Write each record again exactly as it stands.

────────────────────────────────────────

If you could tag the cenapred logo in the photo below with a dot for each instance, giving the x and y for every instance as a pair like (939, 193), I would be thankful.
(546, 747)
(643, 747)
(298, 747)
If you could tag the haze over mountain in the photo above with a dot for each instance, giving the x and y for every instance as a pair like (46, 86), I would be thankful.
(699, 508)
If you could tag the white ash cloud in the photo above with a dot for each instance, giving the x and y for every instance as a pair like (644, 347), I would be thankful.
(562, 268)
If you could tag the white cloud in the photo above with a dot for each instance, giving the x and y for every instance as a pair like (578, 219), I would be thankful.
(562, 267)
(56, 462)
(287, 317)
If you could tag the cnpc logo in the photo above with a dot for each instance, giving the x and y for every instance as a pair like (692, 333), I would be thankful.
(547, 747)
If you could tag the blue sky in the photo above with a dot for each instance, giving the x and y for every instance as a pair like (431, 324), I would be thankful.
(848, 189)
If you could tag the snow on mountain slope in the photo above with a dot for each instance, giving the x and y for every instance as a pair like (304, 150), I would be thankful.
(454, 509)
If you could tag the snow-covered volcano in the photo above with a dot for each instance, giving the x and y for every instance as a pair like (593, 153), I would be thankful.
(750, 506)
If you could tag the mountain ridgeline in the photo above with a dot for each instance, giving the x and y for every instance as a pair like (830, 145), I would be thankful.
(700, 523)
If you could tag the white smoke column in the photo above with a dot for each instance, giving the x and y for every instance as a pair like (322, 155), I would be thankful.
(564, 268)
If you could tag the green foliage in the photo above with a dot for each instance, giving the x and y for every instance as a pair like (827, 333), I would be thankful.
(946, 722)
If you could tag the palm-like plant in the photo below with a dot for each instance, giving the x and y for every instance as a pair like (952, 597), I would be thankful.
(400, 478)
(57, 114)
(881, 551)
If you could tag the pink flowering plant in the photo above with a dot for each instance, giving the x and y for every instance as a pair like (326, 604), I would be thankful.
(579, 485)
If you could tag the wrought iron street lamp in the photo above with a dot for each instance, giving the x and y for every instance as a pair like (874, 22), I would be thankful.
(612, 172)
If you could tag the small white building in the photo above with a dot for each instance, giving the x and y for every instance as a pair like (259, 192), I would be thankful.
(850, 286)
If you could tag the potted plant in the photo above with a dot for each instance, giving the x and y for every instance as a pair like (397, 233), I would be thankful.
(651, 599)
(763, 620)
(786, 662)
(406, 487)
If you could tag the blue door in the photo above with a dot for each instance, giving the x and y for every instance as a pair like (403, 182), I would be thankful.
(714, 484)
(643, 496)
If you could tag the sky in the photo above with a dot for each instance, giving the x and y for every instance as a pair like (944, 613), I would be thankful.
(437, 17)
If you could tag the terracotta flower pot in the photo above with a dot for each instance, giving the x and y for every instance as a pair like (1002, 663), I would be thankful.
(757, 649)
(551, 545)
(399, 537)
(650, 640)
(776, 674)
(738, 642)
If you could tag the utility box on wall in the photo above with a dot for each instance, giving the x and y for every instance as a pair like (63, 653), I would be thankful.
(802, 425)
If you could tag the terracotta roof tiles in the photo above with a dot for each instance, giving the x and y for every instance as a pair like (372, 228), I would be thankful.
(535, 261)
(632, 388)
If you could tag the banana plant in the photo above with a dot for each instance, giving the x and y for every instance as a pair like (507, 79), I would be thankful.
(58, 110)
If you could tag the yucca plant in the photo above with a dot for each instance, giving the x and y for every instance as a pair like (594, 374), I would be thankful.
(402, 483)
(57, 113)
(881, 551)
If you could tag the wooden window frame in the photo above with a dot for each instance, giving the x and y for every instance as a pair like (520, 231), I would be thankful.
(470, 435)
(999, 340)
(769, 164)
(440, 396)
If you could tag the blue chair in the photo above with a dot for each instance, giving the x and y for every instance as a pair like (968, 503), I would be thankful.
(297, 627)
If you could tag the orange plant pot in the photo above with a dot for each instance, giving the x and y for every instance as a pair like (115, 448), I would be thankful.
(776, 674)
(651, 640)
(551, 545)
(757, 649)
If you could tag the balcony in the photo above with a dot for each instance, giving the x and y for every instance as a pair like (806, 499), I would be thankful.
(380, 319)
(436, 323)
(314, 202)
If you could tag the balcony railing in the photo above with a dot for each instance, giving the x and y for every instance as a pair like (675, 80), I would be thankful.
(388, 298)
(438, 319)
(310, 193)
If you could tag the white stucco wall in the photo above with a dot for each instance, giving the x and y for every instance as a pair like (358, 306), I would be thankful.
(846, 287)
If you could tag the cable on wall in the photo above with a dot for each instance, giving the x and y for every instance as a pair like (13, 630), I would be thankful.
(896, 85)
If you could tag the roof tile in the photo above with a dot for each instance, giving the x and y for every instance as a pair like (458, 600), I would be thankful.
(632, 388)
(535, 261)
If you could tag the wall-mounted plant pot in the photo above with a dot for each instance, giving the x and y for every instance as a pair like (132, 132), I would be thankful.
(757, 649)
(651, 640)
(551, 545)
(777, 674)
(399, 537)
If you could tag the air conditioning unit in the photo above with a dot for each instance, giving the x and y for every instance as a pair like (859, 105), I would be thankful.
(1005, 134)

────────────────────────────────────────

> Response to the task:
If you could tag the cenapred logo in the photo below with a dot for each instance, giving the x and y for every instance as a pair like (939, 193), I would be thankful.
(546, 747)
(643, 747)
(298, 747)
If you could tag the haze over mountain in the photo above with a dot for each instance, giving the x and y for every instance as a pair like (46, 86), I would be thankful.
(699, 508)
If you could tag the white ash cloud in the photo above with a dot for each instance, giving the x and y for every instance as a pair like (644, 347), I would be thankful.
(562, 268)
If you could tag the white cloud in the photo above with a dot for each instance, giving the x and y for every instance as a pair like (578, 219), I would be thankful.
(562, 267)
(56, 462)
(287, 317)
If you could tag the cnpc logo in the photo above with a dot for each instance, giving the x and y for every instance as a pair like (692, 333), I would be thankful.
(547, 747)
If you could tag the blue sky in the photo above with a dot for each instance, giving the x and y for every instance as a pair like (431, 324), I would be thankful.
(848, 189)
If you could tag the snow on mountain slope in the photo above with a dot for each instance, giving the x and y for every instance as a pair like (304, 150), I would be thankful.
(454, 509)
If you could tag the snow-covered volcano in the photo above with a dot for each instance, giving the x and y for every instance as a pair like (593, 153), I would be thankful.
(750, 506)
If you could tag the mountain ridgeline in the photo above with a dot for each instance, giving the x and y for every instance as a pair like (830, 145), I would be thankful.
(700, 523)
If you could tag the white smoke column in the photo above with a dot for each instance, giving the x and y for every instance as a pair like (322, 155), I would be thankful.
(564, 268)
If you could tag the green foliage in the photo above with a dot for each instance, giving the x and y for every instance as a pair like (827, 333), I would be thankful.
(946, 722)
If you could tag the palm-like plant in the photo below with a dot for each instance, giving the x and y for every instance as a pair like (952, 597), I would be thankful.
(400, 478)
(57, 114)
(881, 551)
If you could tag the pink flowering plant in the photo above with a dot for each instance, giving the x and y for every instance as a pair like (326, 604), I would be thankful.
(579, 485)
If you could tag the wrought iron street lamp in the photo above with a dot for each instance, giving the x and y for every instance as a pair like (874, 22), I would be thankful.
(612, 172)
If you could tag the small white building in the photo above with a dot for each instance, giving the x and y for every instance as a pair like (259, 192), I would be thankful.
(850, 286)
If you could tag the potted plant in the photo above with a dot for each instance, giving the x and y for every instance as a pair like (397, 233), I would be thankful.
(651, 599)
(763, 620)
(786, 662)
(406, 487)
If you could tag the blue door in the photo above with a dot for each instance, giving the x and y for every instance as a pair like (403, 182), I would be thankful.
(714, 484)
(643, 496)
If you could tag the sky in the photo above with a dot for each instance, giving the x and y for every instance as a pair like (944, 613), I would be thankful.
(437, 17)
If you could tag the terracotta flower pot in the photo above with a dot for each instance, giving the x and y for every instance as a pair like (1002, 663), I would be thankful.
(757, 649)
(551, 545)
(399, 537)
(650, 640)
(776, 674)
(738, 642)
If you could tag the utility box on wall in the photo above with a dot for each instance, giving the x and y for every instance as a pair like (63, 653), I would be thankful.
(802, 425)
If you could tag the terracotta roof tiles in the photo above with a dot for each instance, giving the x and y for every instance as a pair like (372, 228), I would be thankful.
(535, 261)
(632, 388)
If you could tag the banana plant in the photo above with a dot for each instance, giving the x and y for every instance as a pair like (507, 79), I would be thankful.
(58, 110)
If you could tag the yucca plant in the photo above with a dot for each instance, giving the x and y for every instance as a pair like (594, 374), I would be thankful.
(402, 483)
(57, 113)
(881, 551)
If you could tag the wooden window frame in the photo above with a dot for each instance, giving the x and y for every instance as a pair like (520, 231), I would be thankful.
(470, 435)
(999, 340)
(769, 164)
(440, 396)
If you could tag the blue chair in the photo above with a dot for each instance, giving the x and y for every instance as a pair like (968, 503), I would be thankful.
(297, 627)
If you could tag the orange plant pot in the photo above with a dot for each instance, giving the x and y for every instance as a pair like (115, 448), I would be thankful.
(776, 674)
(651, 640)
(551, 545)
(757, 649)
If you could tag the balcony in the photo above with a dot for each instance, giving the x and y for every instance as a pair like (806, 499), I would be thankful.
(380, 319)
(436, 323)
(314, 202)
If you could tag the balcony railing in the photo above with a dot for each instance, giving the x and y for every instance as a pair like (675, 80), I would be thankful.
(388, 298)
(438, 319)
(310, 193)
If you could tag the white stucco wall in the photo above with a dot for each instance, giving the x and y for every instance as a pair like (358, 306), I would be thankful.
(846, 287)
If you could tag the cable on wall in the photo above with a dot for each instance, giving the x and y for every instance as a pair like (13, 630), I would be thankful.
(896, 85)
If you could tag the roof tile in the photo above with a dot for each instance, giving the x and y for every instance as a pair like (458, 600), I would be thankful.
(632, 388)
(535, 261)
If you could tag the wall-mounted plant pot in the photo above with a dot for each instance, giving the x and y for every instance as a pair like (132, 132), I would be thankful.
(757, 649)
(651, 640)
(551, 545)
(777, 674)
(399, 537)
If you could tag the air conditioning unit in the photo above with a dot for each instance, giving the x and y for every instance as a pair like (859, 105), I would be thankful.
(1005, 134)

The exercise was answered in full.